Provided material:
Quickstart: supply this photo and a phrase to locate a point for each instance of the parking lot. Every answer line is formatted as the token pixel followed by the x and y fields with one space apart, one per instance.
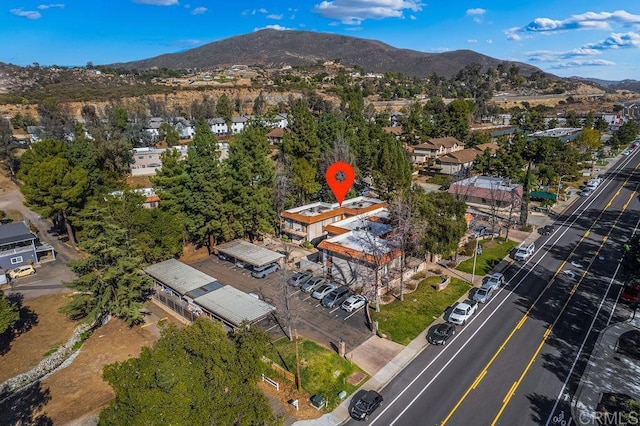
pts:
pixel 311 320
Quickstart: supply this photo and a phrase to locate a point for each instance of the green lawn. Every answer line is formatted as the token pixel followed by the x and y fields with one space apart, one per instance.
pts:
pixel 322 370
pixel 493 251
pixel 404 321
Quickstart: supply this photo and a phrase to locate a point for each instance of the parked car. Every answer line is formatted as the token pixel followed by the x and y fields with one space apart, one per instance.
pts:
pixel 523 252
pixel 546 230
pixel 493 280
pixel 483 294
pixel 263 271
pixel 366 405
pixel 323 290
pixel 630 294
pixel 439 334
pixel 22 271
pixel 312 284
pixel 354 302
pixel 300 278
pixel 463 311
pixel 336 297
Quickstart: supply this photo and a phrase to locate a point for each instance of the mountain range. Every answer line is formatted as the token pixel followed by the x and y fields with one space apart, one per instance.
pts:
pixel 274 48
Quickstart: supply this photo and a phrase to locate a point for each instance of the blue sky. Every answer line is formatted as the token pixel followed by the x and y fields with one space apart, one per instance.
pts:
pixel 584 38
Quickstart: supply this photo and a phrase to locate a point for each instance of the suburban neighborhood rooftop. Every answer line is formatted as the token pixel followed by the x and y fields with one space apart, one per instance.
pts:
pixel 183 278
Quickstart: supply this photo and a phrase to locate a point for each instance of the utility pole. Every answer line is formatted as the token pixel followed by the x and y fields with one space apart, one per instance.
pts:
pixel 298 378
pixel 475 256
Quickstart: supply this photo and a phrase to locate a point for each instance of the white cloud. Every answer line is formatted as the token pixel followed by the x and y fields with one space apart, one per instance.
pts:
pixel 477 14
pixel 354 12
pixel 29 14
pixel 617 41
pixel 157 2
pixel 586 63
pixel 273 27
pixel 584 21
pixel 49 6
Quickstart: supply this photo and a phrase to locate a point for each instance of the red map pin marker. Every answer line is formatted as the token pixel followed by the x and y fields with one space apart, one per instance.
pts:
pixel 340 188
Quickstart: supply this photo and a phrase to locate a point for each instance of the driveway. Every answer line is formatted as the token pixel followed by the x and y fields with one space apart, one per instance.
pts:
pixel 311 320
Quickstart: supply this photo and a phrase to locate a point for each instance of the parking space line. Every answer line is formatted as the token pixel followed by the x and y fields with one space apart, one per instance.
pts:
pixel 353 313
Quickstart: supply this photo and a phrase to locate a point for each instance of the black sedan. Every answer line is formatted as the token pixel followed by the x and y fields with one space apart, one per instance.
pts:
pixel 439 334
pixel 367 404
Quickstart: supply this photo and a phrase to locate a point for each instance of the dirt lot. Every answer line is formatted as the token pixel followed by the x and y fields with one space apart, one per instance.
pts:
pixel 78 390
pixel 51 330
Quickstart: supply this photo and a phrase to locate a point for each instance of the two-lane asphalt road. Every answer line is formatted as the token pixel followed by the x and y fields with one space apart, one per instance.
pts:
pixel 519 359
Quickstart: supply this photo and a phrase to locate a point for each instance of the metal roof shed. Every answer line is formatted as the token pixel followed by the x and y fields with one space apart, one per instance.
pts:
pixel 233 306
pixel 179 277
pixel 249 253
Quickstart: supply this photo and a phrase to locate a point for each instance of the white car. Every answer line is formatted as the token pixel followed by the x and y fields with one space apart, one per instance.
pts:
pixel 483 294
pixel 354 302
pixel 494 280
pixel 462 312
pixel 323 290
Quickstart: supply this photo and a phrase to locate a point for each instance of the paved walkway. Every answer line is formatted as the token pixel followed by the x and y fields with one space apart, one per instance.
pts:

Written problem: Set down all of the data above again, word for word, with the pictures left out.

Answer for the task:
Quickstart: supply this photo and a phrase to locate a point for each instance of the parking lot. Every answer line is formatted as the token pixel followed by the x and y fields with one space apart, one per instance.
pts:
pixel 311 320
Quickstart: supply this photo and a phrase to locate a point for each instance of the green lawn. Every answer line is formatted as the token pixel followed by the x and y fields with one space apart, one per instance.
pts:
pixel 322 370
pixel 493 251
pixel 404 321
Quickstart: supply this photo and a phrase to locate a point for each instance of the parked car. Every answer line is formatted as the token pixel followed by the x and y fields with one space apart, one per instance.
pts:
pixel 523 252
pixel 546 230
pixel 493 280
pixel 483 294
pixel 263 271
pixel 366 405
pixel 323 290
pixel 630 294
pixel 439 334
pixel 22 271
pixel 312 284
pixel 354 302
pixel 300 278
pixel 463 311
pixel 336 297
Quickstart: supply this photo and a phrase to locate a point for each instance of the mountain range. Every answer line is formatted as the token pixel followed by the x and y fields with one space apart, one per instance.
pts:
pixel 274 48
Quickstart: supply this photo and a phrase to locate a point for each instance of the blue sky. Every answer line is formatted as the token pixel followed by the x and y fields with one space apart, one per instance.
pts:
pixel 584 38
Quickstart: supply this photo and a phrase to locate a point for each instance of the suburban neighborhood rooftop. Every answer line is formatted as the token pixel followed by the x and y fields with one space apart, one per instance.
pts:
pixel 183 278
Quickstart: supply this photo and a phrase to locate a point for each instance of the utility pole. Every answer line is formatted as the token pixel followed by the x and y fields with one space apart, one per instance.
pts:
pixel 298 378
pixel 475 256
Quickstart: supply this photo and a phrase to locate a point for each instance of the white cloud. Every answer line is formatted as the token pixel followed by the x and y fields with one space apart, one per instance.
pts:
pixel 477 14
pixel 354 12
pixel 29 14
pixel 617 41
pixel 157 2
pixel 586 63
pixel 273 27
pixel 584 21
pixel 49 6
Quickstart: supply this photo and a phrase to locate a point for each instance of the red map pin marker. Every answer line is formatted as the token pixel followed by the x and y fields with one space apart, one per instance.
pts:
pixel 340 188
Quickstart: supply this photo and a phrase to locate a point for each instance of the driveway. Every answer line is formatted as the token pixel followed by the x and y fields with one space apart, one per instance.
pts:
pixel 311 320
Quickstart: supply this photo and a phrase to locate a point for each instance of the parking space line. Every answer line is formatted as the token pixel followed by the x and y fields with one space apart, one per instance.
pts:
pixel 353 313
Quickstart: supply this photo and a phrase to locate a point for each instance of the black sedan. Every answer line is formatted as the token pixel followed by the x and y fields with one space apart, one per instance.
pts:
pixel 439 334
pixel 367 404
Quickstart: supply this photo and a phrase to locate a point for each instance of the dirt lot. Every answer line is formatted as the token pixel followed by the x and y fields with one space apart, one per instance.
pts:
pixel 78 390
pixel 51 330
Quickstart: supply this photo and a phrase to locate a point for each instance of the two-lane asphalt road. Every answer line is formatted as the token pixel followed by the x and y fields with one space apart, one per instance.
pts:
pixel 519 359
Quickstart: supply this photo and a phrase to locate a point for each instance of the metal roof shed. Every answer line is formatted as the token pixel followed by the x and y fields with one space apart, one per instance.
pts:
pixel 233 306
pixel 179 277
pixel 249 253
Quickstart: supply this photo and a phrase to locate a point for each instance of the white car. Every answer line is formatted as the token pixel followed by the x and y fields with one space apart, one per instance.
pts:
pixel 483 294
pixel 354 302
pixel 494 280
pixel 462 312
pixel 323 290
Quickstart: supply this photo and a phrase to locate a point for each instance of the paved walkway. Every answer line is formatted as the token pixel followed by the x and y fields with one space apart, one per instance.
pts:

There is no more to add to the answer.